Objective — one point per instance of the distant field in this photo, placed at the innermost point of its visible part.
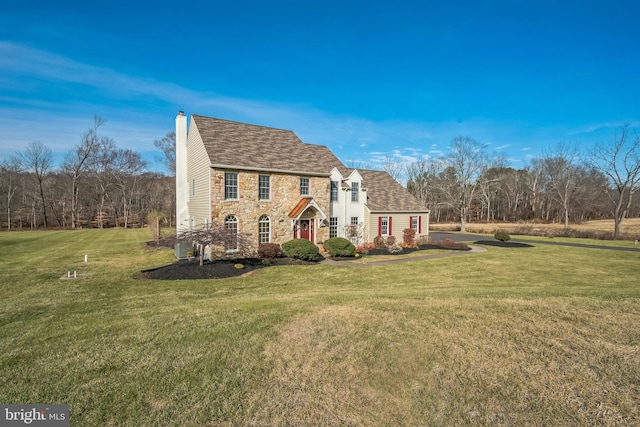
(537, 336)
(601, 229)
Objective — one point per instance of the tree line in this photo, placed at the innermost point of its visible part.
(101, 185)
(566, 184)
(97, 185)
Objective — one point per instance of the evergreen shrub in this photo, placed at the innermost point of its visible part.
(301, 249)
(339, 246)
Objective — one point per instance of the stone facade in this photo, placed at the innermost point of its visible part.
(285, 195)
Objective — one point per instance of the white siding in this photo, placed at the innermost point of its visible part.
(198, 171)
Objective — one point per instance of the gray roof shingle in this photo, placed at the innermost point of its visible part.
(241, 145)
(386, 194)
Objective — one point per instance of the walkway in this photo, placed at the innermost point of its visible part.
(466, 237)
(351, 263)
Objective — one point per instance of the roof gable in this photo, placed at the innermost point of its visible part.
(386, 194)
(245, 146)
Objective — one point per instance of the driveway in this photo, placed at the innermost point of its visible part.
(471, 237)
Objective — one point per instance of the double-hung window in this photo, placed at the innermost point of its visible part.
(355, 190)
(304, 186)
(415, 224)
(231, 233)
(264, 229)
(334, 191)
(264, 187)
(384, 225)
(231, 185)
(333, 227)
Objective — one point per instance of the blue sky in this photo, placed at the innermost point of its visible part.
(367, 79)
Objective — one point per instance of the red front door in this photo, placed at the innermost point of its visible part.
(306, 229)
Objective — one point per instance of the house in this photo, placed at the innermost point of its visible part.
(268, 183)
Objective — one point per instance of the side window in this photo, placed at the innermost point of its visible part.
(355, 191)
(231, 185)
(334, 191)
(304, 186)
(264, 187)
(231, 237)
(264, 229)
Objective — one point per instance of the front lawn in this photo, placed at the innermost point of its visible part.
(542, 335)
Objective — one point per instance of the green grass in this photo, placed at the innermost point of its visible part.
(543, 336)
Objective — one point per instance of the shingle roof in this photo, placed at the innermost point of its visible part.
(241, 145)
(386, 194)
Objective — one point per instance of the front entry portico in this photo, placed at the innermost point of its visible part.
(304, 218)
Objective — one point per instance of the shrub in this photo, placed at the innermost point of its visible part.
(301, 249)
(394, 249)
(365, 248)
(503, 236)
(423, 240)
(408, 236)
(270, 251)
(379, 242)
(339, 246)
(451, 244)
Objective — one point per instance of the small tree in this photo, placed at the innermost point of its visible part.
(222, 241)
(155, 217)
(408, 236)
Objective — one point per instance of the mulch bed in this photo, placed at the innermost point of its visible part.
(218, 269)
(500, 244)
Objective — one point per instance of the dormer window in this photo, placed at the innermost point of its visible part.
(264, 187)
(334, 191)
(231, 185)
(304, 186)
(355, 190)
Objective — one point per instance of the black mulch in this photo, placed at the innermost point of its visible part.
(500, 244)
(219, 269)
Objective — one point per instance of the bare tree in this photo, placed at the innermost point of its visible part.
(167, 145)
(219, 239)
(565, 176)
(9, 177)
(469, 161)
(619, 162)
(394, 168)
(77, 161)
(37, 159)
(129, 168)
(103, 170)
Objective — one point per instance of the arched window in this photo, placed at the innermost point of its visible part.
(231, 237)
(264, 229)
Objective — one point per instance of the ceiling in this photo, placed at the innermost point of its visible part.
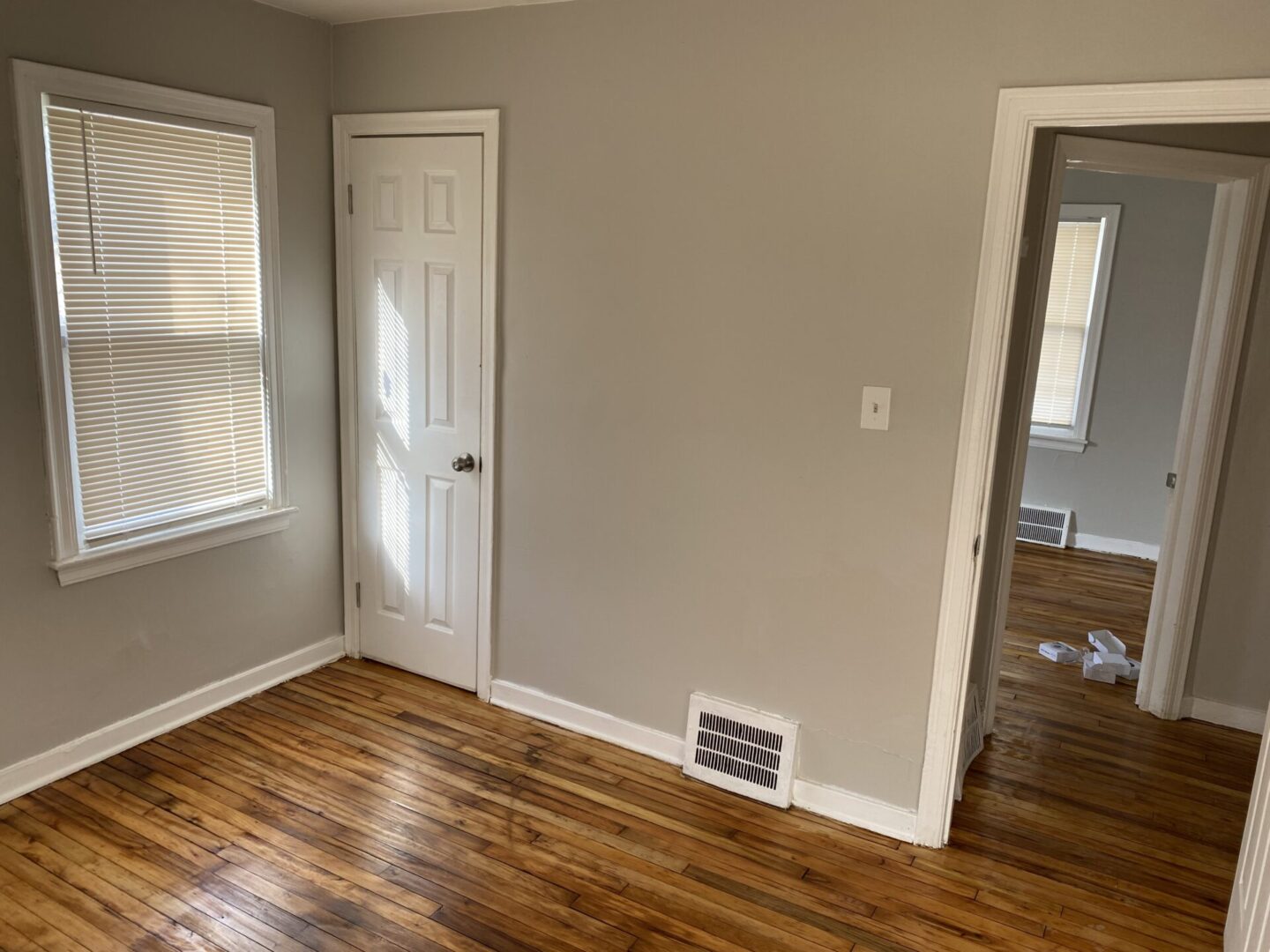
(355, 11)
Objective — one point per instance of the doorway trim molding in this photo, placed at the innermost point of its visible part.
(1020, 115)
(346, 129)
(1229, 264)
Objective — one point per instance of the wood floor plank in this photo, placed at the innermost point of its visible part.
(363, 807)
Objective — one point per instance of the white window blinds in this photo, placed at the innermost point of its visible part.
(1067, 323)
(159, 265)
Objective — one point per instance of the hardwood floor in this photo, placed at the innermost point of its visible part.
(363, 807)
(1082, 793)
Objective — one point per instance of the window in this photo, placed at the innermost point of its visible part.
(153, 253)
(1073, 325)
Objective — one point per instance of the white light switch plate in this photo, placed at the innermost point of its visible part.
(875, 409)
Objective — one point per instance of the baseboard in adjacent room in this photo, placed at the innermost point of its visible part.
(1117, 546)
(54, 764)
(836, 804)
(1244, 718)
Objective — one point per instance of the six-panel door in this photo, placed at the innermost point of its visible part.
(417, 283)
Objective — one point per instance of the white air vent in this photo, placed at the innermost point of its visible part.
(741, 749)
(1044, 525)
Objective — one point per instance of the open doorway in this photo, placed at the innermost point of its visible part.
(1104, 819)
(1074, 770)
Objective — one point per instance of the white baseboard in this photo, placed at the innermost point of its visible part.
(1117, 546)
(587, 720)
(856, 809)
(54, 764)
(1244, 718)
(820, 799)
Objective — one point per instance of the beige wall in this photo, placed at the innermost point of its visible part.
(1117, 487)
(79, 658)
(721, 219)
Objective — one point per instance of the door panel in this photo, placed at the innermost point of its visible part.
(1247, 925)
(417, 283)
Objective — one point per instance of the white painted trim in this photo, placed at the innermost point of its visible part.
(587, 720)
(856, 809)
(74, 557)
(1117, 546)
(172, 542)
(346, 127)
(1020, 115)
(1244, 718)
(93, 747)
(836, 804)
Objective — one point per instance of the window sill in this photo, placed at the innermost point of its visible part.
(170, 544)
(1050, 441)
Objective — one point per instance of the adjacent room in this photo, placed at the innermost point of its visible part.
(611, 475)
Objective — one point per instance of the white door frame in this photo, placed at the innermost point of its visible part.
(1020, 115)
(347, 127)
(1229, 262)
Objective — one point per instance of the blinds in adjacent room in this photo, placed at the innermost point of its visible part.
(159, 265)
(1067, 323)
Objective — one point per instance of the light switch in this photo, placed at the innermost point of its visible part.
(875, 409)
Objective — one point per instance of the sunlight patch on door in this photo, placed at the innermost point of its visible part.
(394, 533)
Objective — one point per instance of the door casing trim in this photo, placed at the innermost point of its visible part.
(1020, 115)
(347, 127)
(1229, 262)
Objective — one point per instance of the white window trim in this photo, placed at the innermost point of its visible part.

• WHAT YOU ARE ASKED TO DO: Copy every item above word for word, and leave the pictures out of your copy.

• REPLY TO THE EXERCISE:
Objective — one point per instance of the distant field in this photo, placed at the innermost point of its visible part.
(537, 336)
(601, 229)
Objective — one point per instance of the tree line in this photo, placed at the innermost point of its visible part.
(101, 185)
(566, 184)
(97, 185)
Objective — one point per instance of the evergreen shrub in this photo, placed at the innermost point of its visible part.
(301, 249)
(339, 246)
Objective — one point per instance of the stone facade in this photo, placed at the innermost point of its visible part.
(285, 195)
Objective — one point per instance of the white siding in this photo, placed at the innermost point of its visible part.
(198, 171)
Objective — one point per instance of the gray roof shingle in this photo, placed at the innermost point of its visible part.
(241, 145)
(386, 194)
Objective — one point per instance of the walkway in this photo, placed at the innermost point of its visible part.
(466, 237)
(351, 263)
Objective — one point per instance of the roof gable in this photo, placed at the innermost point of its visible part.
(386, 194)
(245, 146)
Objective — one point per instance of the driveway in this photo, placed at the innermost point of its visible part.
(471, 237)
Objective — one point per instance of the double-hung window in this photo, placed at the innermost point of its visible part.
(355, 190)
(304, 186)
(415, 224)
(231, 233)
(264, 229)
(334, 191)
(264, 187)
(384, 225)
(231, 185)
(333, 227)
Objective — one point per instance of the blue sky in this photo, placed at the innermost point of its visible part.
(367, 79)
Objective — one point per instance of the red front door in this photo, placed at the innermost point of its visible part.
(306, 229)
Objective — one point per instance of the house in this photo, placed at the innermost point of its visible part.
(268, 183)
Objective — one point per instance of the side window in this photo, placed at the innermost point of its visible part.
(355, 191)
(231, 185)
(334, 191)
(304, 186)
(264, 187)
(231, 237)
(264, 229)
Objective — one point per instance of the front lawn in this photo, placed at the innermost point of its visible part.
(542, 335)
Objective — one point per instance of the green grass in this photo, placed at the innermost point of its visible part.
(543, 336)
Objective — one point per instance of the shingle roof in this photo, placed at the innermost point of its visible part.
(241, 145)
(386, 194)
Objective — one point per instance of the front entry portico in this photo, placed at the innermost point of its visible part.
(304, 218)
Objective — one point per instance of the shrub in this photo, placed at the innermost point of its visible part.
(301, 249)
(394, 249)
(365, 248)
(503, 236)
(423, 240)
(408, 236)
(270, 251)
(379, 242)
(339, 246)
(451, 244)
Objective — one point per instance of the small tree in this photo, placed at the innermost point of its visible part.
(222, 241)
(155, 217)
(408, 236)
Objective — one point per instance of the mulch bed in this photo, placed at the innermost point of its visible part.
(218, 269)
(500, 244)
Objective — one point per instance of the dormer window in this photo, placed at the innermost point of its visible part.
(264, 187)
(334, 191)
(231, 185)
(304, 186)
(355, 190)
Objective — one point per instance of the black mulch in this photo, placed at the innermost point of its visible part.
(500, 244)
(219, 269)
Objective — one point per instance of the bare tree in this photo, placed at the innermost point of its visible part.
(167, 145)
(219, 239)
(565, 176)
(9, 177)
(469, 161)
(619, 162)
(394, 168)
(77, 161)
(37, 159)
(129, 168)
(103, 170)
Objective — one point per instance of the arched window in this photo, placed at the innermost point of its visible part.
(231, 237)
(264, 229)
Objective — one point per instance of the ceiling in this photo, placed at the innermost point of its visible part.
(355, 11)
Objective — one point per instance of the doorway trim molding in this photo, placed at the innermost point of its visible part.
(1020, 115)
(346, 129)
(1229, 264)
Objective — one point per instance of the wood floor plank in this photo, placed at the innermost point of its visible part.
(363, 807)
Objective — one point per instance of the white window blinds in this photo, placed at the innermost point of its visible part.
(1067, 323)
(159, 265)
Objective — one point per instance of the hardwood floor in this photo, placed at the innermost point of its visible part.
(363, 807)
(1082, 793)
Objective — one point per instance of the window in this photo, placed at the innermost point of its visible part.
(153, 253)
(1073, 325)
Objective — one point per instance of the white light switch plate in this photo, placed at the innermost point of its visible part.
(875, 409)
Objective — one point per instance of the baseboard in adjacent room in this photo, placed at the innermost point of its visible part.
(1117, 546)
(54, 764)
(836, 804)
(1244, 718)
Objective — one point per instance of the six-panel door in this photo, placed at the innermost point of its visible part.
(417, 283)
Objective — one point per instance of the white air vent in this photo, placed at the innermost point of its visible part.
(741, 749)
(1044, 525)
Objective — one point per instance of the open doorway in this photo, placed at the innermost point of its visible part.
(1104, 819)
(1074, 770)
Objective — one point per instance of the white baseboard in this photo, placed at the innermost point of its visible part.
(1117, 546)
(587, 720)
(856, 809)
(54, 764)
(1244, 718)
(820, 799)
Objective — one point per instance of the beige wall in this photo, placed at the innermost point of its visible part.
(1117, 487)
(79, 658)
(721, 219)
Objective — one point per instance of the door panel in this photo, placed at the innermost point of its visible part.
(1247, 925)
(417, 283)
Objective — one point per instance of the white painted trim in this photo, placed at the innermost point of its visible part.
(587, 720)
(856, 809)
(74, 557)
(1117, 546)
(172, 542)
(346, 127)
(1020, 115)
(1244, 718)
(93, 747)
(836, 804)
Objective — one point per instance of the window sill in this photo, placed at the innermost point of its visible part.
(170, 544)
(1050, 441)
Objective — one point per instance of the adjacent room in this photo, placed at the innermost point of its visible part.
(611, 475)
Objective — one point per instance of the white door frame in this photo, placed at the innermost point of its visible part.
(1020, 115)
(347, 127)
(1229, 262)
Objective — one point per instance of the blinds in adjacent room in this photo, placed at the innermost point of its visible part.
(159, 265)
(1067, 323)
Objective — one point per instance of the light switch in this photo, placed at the innermost point of its visible part.
(875, 409)
Objective — one point per instance of the sunlight patch on door in this photo, placed at the innermost point of its visible part.
(394, 533)
Objective — one point per instance of the door casing trim in this photo, placed at the innermost point of its visible part.
(1020, 115)
(347, 127)
(1229, 262)
Objective — one point per instance of the white window trim in this photo, placed at the innermost point of its visible part.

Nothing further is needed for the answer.